## TEXTAUSZUG

BGH zu Insolvenzverfahren: Stundung einer Forderung aus Austauschgeschäft kann als Darlehen qualifiziert werden
Der Entscheidung lag die Anfechtungsklage des Insolvenzverwalters über das Vermögen einer GmbH gegen eine Schwester-Gesellschaft der Schuldnerin zugrunde. Alleingesellschafter beider Unternehmen war eine in einem anderen EU-Staat ansässige Gesellschaft. Die schuldnerische GmbH hatte der beklagten Schwester-Gesellschaft u.a. aufgrund Ende des Jahres 2008 erbrachter vertraglicher Dienstleistungen Anfang Juli 2009 Vergütung in Höhe von ca. € 31.000 überwiesen. Danach verfügte sie noch über Guthaben auf ihrem Konto. Auf Eigenantrag vom 30.12.2009 wurde im März 2010 das Insolvenzverfahren über das Vermögen der Schuldnerin eröffnet.
Das Berufungsgericht hatte die Klage mit der Begründung abgewiesen, eine Anfechtung wegen vorsätzlicher Schädigung gem. § 133 Abs. 1 S. 1 InsO bzw. § 133 Abs. 2 S. 1 InsO a.F. greife nicht, da es einerseits an einer unmittelbaren Gläubigerbenachteiligung, andererseits einem Benachteiligungsvorsatz der Schuldnerin bei der Vornahme der Zahlung fehle. Im Umfang der hier erörterten Zahlung hat der BGH das klagestattgebende landgerichtliche Urteil wiederhergestellt.
Der BGH hat die Würdigung des Berufungsgerichts insoweit beanstandet, als dieses nicht die Anfechtung nach § 135 Abs. 1 Nr. 2 InsO, § 39 Abs. 1 Nr. 5 InsO wegen der Rückzahlung einer dem Gesellschafterdarlehen gleichgestellten Forderung angenommen hat. Die beklagte Schwestergesellschaft unterliege als mit der Schuldnerin verbundenes Unternehmen der Anfechtung wegen der Befriedigung von Gesellschafterdarlehen nach § 135 InsO. Dies ergebe sich aus dem Zweck des Gesetzes.

## AUSZÜGE AUS DATENSÄTZEN
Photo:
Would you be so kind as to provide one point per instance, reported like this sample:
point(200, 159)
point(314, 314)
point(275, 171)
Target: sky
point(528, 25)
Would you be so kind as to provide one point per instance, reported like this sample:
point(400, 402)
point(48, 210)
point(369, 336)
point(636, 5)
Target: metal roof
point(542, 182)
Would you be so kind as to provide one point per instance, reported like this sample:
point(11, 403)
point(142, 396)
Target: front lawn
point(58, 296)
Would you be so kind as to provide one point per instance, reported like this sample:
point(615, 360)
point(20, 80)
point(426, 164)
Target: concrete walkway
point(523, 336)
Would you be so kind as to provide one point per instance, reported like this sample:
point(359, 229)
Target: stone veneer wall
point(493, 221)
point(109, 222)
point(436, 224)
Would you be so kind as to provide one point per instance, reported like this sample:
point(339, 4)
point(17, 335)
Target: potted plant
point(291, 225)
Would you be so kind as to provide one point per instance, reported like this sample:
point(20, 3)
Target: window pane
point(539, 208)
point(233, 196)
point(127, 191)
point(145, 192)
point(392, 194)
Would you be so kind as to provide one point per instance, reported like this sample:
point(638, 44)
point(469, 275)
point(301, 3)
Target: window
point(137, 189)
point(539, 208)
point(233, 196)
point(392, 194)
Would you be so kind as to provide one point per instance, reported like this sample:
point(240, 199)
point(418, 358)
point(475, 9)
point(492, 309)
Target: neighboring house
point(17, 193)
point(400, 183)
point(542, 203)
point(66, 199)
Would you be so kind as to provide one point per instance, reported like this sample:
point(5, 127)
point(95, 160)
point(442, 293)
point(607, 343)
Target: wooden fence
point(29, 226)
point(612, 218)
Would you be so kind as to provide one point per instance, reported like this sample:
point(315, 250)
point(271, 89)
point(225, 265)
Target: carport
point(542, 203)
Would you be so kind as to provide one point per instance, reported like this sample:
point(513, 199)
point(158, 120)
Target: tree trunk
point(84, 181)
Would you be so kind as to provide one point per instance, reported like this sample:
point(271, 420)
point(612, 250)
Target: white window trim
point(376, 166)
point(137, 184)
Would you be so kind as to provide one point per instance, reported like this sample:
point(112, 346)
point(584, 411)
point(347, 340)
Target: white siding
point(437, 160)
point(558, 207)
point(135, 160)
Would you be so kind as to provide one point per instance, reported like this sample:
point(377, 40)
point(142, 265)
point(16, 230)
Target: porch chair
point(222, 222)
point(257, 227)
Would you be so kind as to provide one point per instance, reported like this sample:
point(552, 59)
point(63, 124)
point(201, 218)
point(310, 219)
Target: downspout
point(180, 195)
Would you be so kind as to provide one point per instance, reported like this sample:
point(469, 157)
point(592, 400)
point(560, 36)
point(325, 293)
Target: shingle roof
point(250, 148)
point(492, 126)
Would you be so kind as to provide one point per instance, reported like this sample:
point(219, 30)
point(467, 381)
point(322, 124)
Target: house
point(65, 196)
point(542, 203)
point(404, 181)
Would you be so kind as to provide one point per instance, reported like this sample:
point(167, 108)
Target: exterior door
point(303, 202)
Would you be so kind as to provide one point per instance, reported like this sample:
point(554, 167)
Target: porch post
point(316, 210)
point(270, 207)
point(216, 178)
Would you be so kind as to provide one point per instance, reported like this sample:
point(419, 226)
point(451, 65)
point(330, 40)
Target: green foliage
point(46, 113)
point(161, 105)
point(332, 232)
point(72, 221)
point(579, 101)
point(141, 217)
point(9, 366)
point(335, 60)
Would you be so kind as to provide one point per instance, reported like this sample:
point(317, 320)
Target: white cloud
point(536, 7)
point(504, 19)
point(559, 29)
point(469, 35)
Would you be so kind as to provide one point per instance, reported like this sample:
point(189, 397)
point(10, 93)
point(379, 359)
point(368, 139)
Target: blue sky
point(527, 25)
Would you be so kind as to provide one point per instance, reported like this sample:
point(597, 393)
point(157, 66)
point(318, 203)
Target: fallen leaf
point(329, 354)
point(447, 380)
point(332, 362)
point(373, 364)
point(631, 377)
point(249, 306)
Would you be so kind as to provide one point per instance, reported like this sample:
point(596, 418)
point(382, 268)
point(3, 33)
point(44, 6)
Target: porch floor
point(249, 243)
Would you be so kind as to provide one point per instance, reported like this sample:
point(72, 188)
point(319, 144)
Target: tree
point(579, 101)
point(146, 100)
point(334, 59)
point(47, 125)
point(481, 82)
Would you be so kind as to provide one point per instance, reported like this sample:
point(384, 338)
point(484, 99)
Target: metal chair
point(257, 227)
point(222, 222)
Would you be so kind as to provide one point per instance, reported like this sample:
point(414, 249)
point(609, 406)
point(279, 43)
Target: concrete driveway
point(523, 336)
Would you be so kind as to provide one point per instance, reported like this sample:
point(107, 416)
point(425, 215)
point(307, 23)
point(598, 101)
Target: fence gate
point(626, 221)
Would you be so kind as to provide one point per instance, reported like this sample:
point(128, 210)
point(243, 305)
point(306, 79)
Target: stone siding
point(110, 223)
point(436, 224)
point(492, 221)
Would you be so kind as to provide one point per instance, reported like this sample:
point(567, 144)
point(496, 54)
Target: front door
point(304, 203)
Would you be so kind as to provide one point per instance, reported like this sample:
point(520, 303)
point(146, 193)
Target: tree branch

## AUFGABE 1
Wie hoch war laut dem Textauszug die Vergütung, die die schuldnerische GmbH Anfang Juli 2009 an die Schwestergesellschaft überwies?
## AUFGABE 2
Schreiben Sie den Bericht über das BGH-Urteil zur Stundung von Forderungen im Insolvenzverfahren nach seinem letzten Satz weiter.
Die Datensätze braucht man zur Bearbeitung nicht.

## ANTWORT 1
Sie betrug ca. € 31.000.

## ANTWORT 2
Bei der Zahlung auf die Dienstleistungsvergütung handele es sich um die Begleichung einer darlehensgleichen Forderung gem. § 135 Abs. 1 Nr. 2, § 39 Abs. 1 Nr. 5 InsO. Diesem insolvenzrechtlichen Nachrang seien nicht nur klassische Darlehensforderungen, sondern auch solche Forderungen unterworfen, die einem Darlehen wirtschaftlich entsprächen. Dies ergebe sich aus dem früheren Eigenkapitalersatzrecht.
Einem Darlehen entsprechen, so der BGH, alle aus Austauschgeschäften herrührenden Forderungen, die der Gesellschaft rechtlich oder rein faktisch gestundet werden, da eine Stundung wirtschaftlich betrachtet eine Darlehensgewährung bewirke. Das Unternehmen, dem eine Forderung gestundet würde, könne den Betrag gleich einem Darlehen kapitalmäßig nutzen und darauf verzichten, sich anderweitig Kreditmittel zu verschaffen.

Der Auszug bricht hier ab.